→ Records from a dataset
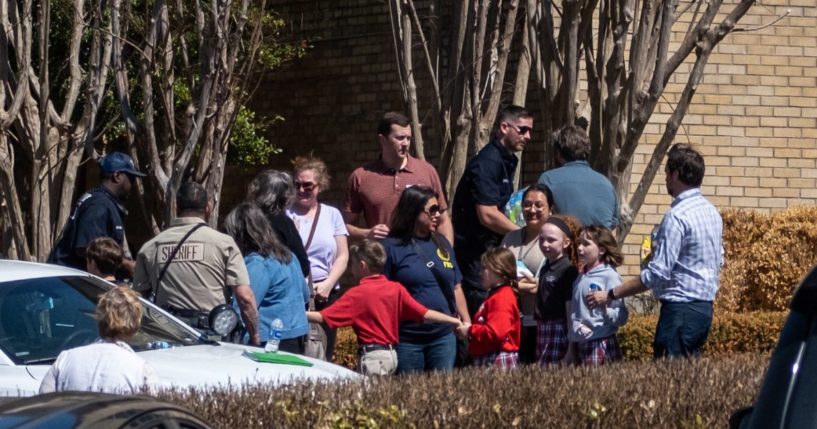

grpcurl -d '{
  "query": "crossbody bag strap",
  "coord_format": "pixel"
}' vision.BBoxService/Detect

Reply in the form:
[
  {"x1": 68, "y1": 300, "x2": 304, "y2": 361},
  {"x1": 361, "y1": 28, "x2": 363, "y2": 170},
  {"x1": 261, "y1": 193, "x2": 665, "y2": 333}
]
[
  {"x1": 152, "y1": 223, "x2": 207, "y2": 303},
  {"x1": 304, "y1": 203, "x2": 322, "y2": 251},
  {"x1": 411, "y1": 237, "x2": 457, "y2": 314},
  {"x1": 302, "y1": 204, "x2": 321, "y2": 310}
]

→ YOUR OBJECTIVE
Reproduce every record above word for word. Leave the pictures out.

→ OUTPUT FOR THIS EXERCISE
grpcurl -d '{
  "query": "crossbody bag strap",
  "coord_format": "pixel"
}' vision.BBoxService/Detect

Reply in the form:
[
  {"x1": 68, "y1": 300, "x2": 304, "y2": 361},
  {"x1": 361, "y1": 28, "x2": 363, "y2": 170},
  {"x1": 261, "y1": 193, "x2": 665, "y2": 333}
]
[
  {"x1": 152, "y1": 223, "x2": 207, "y2": 303},
  {"x1": 304, "y1": 203, "x2": 322, "y2": 251},
  {"x1": 411, "y1": 237, "x2": 457, "y2": 314},
  {"x1": 302, "y1": 204, "x2": 321, "y2": 310}
]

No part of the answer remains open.